**WORK REQUIRED**
Present the entries below as a Markdown table with the columns "Row" and "Text," giving each line a row number and leaving out blank lines. Cover only the portion that opens with the line containing "Each instance receives a single keypoint. Tag the wave" and runs through the end of the entries, including both ends.

**ITEMS**
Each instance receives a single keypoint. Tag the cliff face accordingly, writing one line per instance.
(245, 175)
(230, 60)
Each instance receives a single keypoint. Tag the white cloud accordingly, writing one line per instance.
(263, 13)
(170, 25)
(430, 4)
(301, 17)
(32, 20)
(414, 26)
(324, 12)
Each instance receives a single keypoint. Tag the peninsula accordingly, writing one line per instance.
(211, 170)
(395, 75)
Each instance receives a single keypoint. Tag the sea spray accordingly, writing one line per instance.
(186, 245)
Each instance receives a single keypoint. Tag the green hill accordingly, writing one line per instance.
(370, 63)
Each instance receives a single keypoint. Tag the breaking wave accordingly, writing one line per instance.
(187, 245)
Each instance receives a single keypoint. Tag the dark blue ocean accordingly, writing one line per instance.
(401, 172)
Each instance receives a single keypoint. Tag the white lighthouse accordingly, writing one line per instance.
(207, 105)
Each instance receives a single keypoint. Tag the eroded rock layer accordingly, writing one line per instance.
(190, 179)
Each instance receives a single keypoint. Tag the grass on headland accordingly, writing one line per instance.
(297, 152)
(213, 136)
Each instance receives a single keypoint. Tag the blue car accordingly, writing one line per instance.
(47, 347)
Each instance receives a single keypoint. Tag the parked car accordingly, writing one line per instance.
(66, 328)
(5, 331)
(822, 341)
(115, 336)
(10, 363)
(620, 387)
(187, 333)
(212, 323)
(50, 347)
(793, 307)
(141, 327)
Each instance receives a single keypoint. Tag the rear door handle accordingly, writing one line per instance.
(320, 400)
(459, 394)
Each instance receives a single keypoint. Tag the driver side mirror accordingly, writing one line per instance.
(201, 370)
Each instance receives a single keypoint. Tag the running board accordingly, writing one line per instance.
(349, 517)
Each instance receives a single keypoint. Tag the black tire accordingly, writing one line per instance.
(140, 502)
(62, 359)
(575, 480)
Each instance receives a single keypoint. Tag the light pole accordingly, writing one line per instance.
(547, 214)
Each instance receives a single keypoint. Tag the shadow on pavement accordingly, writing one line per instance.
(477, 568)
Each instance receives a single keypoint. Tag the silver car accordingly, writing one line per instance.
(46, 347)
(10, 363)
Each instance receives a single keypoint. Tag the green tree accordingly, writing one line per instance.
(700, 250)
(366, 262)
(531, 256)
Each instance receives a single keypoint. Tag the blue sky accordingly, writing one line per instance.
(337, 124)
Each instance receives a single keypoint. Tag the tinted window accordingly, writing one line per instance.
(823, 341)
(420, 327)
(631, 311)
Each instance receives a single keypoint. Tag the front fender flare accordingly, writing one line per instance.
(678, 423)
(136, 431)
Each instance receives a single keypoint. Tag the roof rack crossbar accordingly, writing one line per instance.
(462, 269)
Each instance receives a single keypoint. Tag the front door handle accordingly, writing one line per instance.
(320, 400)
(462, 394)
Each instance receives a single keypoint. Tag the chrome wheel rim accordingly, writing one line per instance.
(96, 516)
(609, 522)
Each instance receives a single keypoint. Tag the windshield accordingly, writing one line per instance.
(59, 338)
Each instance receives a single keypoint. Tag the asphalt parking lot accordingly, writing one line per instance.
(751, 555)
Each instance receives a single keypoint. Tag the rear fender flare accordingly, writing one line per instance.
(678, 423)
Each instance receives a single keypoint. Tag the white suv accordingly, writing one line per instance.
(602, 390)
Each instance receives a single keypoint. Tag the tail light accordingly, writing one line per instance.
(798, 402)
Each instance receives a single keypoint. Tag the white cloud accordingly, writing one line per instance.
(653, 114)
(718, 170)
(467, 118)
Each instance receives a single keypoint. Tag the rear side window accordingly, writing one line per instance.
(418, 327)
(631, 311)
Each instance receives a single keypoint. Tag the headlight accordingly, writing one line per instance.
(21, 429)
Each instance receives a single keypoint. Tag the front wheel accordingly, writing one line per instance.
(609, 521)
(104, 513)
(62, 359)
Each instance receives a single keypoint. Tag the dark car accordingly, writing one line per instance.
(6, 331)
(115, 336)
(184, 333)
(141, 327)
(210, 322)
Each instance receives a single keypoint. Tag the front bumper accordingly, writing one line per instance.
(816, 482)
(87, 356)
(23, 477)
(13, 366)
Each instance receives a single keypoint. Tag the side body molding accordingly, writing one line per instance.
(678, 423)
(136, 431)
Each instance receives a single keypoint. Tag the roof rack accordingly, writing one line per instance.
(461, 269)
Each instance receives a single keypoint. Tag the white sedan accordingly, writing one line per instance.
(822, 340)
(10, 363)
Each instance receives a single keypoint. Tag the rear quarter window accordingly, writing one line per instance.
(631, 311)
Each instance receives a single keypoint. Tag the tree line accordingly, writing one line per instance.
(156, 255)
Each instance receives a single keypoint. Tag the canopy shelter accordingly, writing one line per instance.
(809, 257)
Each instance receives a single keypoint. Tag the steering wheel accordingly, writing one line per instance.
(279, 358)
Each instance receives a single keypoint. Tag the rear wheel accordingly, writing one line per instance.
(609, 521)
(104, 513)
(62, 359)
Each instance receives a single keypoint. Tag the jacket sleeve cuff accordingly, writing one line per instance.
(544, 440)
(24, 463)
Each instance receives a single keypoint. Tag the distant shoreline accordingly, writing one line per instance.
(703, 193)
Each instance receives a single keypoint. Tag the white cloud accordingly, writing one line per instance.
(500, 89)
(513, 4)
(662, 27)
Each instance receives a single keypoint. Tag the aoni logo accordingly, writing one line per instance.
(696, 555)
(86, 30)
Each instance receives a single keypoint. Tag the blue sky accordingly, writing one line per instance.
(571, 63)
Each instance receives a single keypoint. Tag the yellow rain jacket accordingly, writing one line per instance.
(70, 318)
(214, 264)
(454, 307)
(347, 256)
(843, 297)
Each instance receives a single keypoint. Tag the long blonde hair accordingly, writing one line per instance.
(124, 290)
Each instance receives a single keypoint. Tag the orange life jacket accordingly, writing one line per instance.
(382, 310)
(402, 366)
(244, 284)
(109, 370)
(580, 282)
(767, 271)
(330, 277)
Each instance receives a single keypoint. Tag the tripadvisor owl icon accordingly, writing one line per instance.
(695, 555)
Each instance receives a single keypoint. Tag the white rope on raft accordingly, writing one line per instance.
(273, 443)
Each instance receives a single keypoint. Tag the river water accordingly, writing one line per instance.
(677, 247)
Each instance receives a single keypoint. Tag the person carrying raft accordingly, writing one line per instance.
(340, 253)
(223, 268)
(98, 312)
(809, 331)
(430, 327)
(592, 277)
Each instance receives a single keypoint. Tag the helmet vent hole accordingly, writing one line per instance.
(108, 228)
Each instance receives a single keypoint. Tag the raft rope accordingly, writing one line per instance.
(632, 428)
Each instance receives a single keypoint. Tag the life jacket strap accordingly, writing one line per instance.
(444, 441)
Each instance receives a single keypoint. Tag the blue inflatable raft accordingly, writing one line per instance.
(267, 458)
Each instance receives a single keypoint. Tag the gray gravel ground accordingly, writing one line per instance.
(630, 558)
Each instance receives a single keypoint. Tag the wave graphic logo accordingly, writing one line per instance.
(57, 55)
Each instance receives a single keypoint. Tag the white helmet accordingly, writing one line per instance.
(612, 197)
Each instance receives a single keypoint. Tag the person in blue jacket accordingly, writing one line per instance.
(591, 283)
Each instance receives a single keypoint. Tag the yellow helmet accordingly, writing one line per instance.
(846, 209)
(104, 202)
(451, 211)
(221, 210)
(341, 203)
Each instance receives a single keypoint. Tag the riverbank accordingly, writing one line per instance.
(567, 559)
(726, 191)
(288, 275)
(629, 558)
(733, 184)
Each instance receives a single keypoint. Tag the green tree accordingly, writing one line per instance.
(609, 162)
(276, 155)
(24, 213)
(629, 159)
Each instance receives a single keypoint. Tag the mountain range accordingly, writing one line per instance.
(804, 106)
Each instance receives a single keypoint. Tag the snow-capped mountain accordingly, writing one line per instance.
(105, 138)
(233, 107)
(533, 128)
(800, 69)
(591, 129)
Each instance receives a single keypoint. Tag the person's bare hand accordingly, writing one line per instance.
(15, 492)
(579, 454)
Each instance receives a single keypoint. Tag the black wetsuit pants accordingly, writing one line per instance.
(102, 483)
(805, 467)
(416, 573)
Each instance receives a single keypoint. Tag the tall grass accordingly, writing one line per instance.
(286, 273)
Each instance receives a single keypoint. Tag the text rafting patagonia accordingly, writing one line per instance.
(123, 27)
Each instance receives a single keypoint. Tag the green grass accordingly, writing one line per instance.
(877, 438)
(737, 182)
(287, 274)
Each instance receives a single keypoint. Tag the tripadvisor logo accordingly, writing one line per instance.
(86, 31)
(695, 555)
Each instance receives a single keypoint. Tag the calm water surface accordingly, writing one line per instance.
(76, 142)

**EXERCISE OUTPUT**
| Row | Text |
|---|---|
| 1 | Each instance receives a single keypoint. Tag the wave graphic logo accordingly, writing one line per instance. |
| 2 | (57, 55) |
| 3 | Each instance receives a single keypoint. Tag the white helmet accordingly, writing one line per instance. |
| 4 | (612, 197) |
| 5 | Each instance receives a single keypoint. Tag the person in blue jacket accordingly, writing one line per instance. |
| 6 | (591, 283) |
| 7 | Each instance receives a single keypoint. Tag the yellow helmet accordingly, writing one line per instance. |
| 8 | (846, 209) |
| 9 | (104, 202) |
| 10 | (451, 211) |
| 11 | (221, 210) |
| 12 | (341, 203) |
| 13 | Each instance receives a single keypoint. Tag the riverbank accordingly, writing one line per instance. |
| 14 | (567, 559) |
| 15 | (726, 191) |
| 16 | (288, 275) |
| 17 | (629, 558) |
| 18 | (733, 184) |
| 19 | Each instance receives a single keypoint. Tag the green tree accordingly, writing one line per instance. |
| 20 | (609, 162) |
| 21 | (276, 155) |
| 22 | (24, 213) |
| 23 | (629, 159) |
| 24 | Each instance receives a single keypoint. Tag the mountain range accordingly, writing one line per instance. |
| 25 | (804, 106) |
| 26 | Each instance receives a single keypoint. Tag the snow-capped mountain accordingly, writing one line per instance. |
| 27 | (105, 138) |
| 28 | (233, 107) |
| 29 | (533, 128) |
| 30 | (800, 69) |
| 31 | (591, 129) |
| 32 | Each instance receives a single keypoint. Tag the person's bare hand accordingly, writing one line per instance. |
| 33 | (15, 492) |
| 34 | (579, 454) |
| 35 | Each instance receives a single keypoint. Tag the black wetsuit pants accordingly, writing one line per instance. |
| 36 | (102, 483) |
| 37 | (805, 467) |
| 38 | (416, 573) |
| 39 | Each instance receives a single keypoint. Tag the tall grass accordingly, writing one line per instance. |
| 40 | (286, 273) |
| 41 | Each instance receives a single keypoint. Tag the text rafting patagonia accordingly, writing one line per instance. |
| 42 | (123, 27) |
| 43 | Each instance receives a single keypoint. Tag the green grass accordingly, writing one line per instance. |
| 44 | (877, 438) |
| 45 | (737, 182) |
| 46 | (287, 274) |
| 47 | Each instance receives a single keypoint. Tag the tripadvisor logo accordingly, writing one line per instance. |
| 48 | (86, 31) |
| 49 | (695, 555) |
| 50 | Each instance receives a single keypoint. Tag the calm water surface accordingly, writing one line per instance. |
| 51 | (76, 142) |